- [PROBLEM REQUIREMENTS]:
Write out, without alteration, the lines of the records starting at the line containing "target | black boat cover" and ending at the line containing "(1070, 609)", both included.

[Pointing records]
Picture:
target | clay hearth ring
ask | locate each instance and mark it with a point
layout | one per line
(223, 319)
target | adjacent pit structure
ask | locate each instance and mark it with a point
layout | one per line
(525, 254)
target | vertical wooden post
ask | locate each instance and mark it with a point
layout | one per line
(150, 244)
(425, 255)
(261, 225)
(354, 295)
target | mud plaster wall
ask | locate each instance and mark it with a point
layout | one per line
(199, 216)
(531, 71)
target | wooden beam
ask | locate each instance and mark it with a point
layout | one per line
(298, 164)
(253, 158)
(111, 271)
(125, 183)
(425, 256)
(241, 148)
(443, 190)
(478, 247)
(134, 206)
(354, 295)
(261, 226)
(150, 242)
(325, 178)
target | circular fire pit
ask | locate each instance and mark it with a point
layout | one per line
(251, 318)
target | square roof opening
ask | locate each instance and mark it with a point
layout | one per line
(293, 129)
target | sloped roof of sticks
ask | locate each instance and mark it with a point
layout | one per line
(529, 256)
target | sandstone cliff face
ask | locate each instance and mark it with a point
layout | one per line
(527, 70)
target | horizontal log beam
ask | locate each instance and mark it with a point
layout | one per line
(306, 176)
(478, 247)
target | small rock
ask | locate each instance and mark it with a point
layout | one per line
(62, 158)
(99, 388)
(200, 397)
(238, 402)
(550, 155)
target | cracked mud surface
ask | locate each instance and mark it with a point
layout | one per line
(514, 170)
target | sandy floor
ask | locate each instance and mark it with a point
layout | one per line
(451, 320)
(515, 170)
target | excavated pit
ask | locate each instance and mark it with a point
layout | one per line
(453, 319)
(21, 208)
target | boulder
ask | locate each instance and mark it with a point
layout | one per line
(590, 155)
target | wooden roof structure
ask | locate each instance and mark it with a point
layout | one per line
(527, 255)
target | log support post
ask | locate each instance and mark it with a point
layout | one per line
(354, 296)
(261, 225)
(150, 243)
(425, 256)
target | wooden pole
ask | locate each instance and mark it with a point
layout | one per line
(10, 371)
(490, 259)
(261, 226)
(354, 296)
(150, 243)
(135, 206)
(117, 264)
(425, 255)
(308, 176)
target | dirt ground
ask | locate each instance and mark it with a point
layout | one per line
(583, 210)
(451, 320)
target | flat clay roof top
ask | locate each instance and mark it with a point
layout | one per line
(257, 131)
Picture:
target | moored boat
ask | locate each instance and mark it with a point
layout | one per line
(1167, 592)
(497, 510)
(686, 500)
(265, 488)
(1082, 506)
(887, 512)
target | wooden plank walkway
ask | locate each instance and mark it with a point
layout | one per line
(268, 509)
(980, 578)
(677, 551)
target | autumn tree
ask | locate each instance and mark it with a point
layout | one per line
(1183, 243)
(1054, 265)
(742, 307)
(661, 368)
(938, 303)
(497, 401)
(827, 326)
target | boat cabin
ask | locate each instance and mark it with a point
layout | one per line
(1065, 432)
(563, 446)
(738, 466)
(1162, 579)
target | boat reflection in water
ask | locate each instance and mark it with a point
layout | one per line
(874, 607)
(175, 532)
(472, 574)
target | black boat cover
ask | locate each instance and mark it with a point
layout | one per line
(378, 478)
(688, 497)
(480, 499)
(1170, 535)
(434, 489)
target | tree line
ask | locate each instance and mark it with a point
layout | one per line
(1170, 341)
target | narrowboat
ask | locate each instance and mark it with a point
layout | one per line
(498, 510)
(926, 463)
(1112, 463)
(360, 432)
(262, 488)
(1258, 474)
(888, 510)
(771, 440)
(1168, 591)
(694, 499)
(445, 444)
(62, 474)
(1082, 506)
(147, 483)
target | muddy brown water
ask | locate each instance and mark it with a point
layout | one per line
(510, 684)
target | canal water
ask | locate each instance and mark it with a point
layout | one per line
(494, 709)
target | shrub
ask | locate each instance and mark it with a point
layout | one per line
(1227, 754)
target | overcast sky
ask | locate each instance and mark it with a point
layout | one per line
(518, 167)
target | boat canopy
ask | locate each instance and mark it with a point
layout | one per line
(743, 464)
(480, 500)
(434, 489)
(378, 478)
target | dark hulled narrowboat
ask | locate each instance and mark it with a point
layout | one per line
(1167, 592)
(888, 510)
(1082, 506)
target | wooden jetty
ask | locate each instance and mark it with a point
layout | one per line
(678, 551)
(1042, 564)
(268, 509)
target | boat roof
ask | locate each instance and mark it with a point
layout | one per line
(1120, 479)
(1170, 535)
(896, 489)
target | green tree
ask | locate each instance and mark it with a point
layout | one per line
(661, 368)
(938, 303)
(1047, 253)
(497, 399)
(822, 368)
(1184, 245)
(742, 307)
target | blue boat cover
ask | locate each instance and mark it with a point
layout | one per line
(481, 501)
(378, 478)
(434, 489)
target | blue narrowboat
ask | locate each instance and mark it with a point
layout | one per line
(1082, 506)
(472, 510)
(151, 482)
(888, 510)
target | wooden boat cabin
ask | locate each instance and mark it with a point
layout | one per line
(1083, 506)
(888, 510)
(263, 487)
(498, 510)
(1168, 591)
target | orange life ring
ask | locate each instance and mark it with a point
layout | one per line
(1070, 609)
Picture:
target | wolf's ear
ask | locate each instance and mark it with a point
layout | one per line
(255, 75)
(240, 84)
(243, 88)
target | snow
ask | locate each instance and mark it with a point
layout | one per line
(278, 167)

- [ANSWER]:
target | black boat cover
ask | locate each instance and mark it with a point
layout | one per line
(378, 478)
(688, 497)
(480, 499)
(1170, 535)
(434, 489)
target | tree line
ask | locate each instance and mark it with a point
layout | one per line
(1170, 341)
target | narrowboat
ask | locate each instance and mark it with a point
layout | one per line
(498, 510)
(926, 463)
(1112, 463)
(360, 432)
(262, 488)
(1258, 474)
(888, 510)
(771, 440)
(1168, 591)
(694, 499)
(445, 444)
(62, 474)
(1082, 506)
(147, 483)
target | muddy brown water
ask | locate each instance and mark it with a point
layout | one per line
(510, 684)
target | canal water
ask | locate each instance and mark it with a point
layout | one per line
(494, 709)
target | shrub
ask | locate each instance and mark it with a point
layout | one per line
(1227, 754)
target | overcast sky
ask | locate each instance and mark it with a point
layout | one per line
(518, 167)
target | boat canopy
ask | locate each instance and mark it with a point
layout | one per line
(743, 464)
(480, 500)
(434, 489)
(378, 478)
target | dark hulled narrowboat
ask | locate each instance and mark it with a point
layout | one per line
(1167, 592)
(888, 510)
(1082, 506)
target | wooden jetty
ask | locate each instance and mark it with a point
layout | one per line
(678, 551)
(1042, 564)
(268, 509)
target | boat roof
ask | locate each instance and mark it with a point
layout | one per line
(1120, 479)
(1170, 535)
(896, 489)
target | green tree
ask | locate each instance and mark it with a point
layout | one per line
(661, 368)
(938, 303)
(1047, 253)
(497, 399)
(822, 368)
(1184, 245)
(742, 307)
target | blue boat cover
ask | locate each instance and mark it with a point
layout | one per line
(481, 501)
(378, 478)
(434, 489)
target | blue narrowboat
ask | locate each instance and mark it with a point
layout | one per line
(1082, 506)
(472, 510)
(151, 482)
(888, 510)
target | wooden boat cabin
ask | locate each instance and mark it with a point
layout | one per line
(1083, 506)
(888, 510)
(263, 487)
(498, 510)
(1168, 591)
target | orange life ring
ask | locate each instance and mark it with a point
layout | one per line
(1070, 609)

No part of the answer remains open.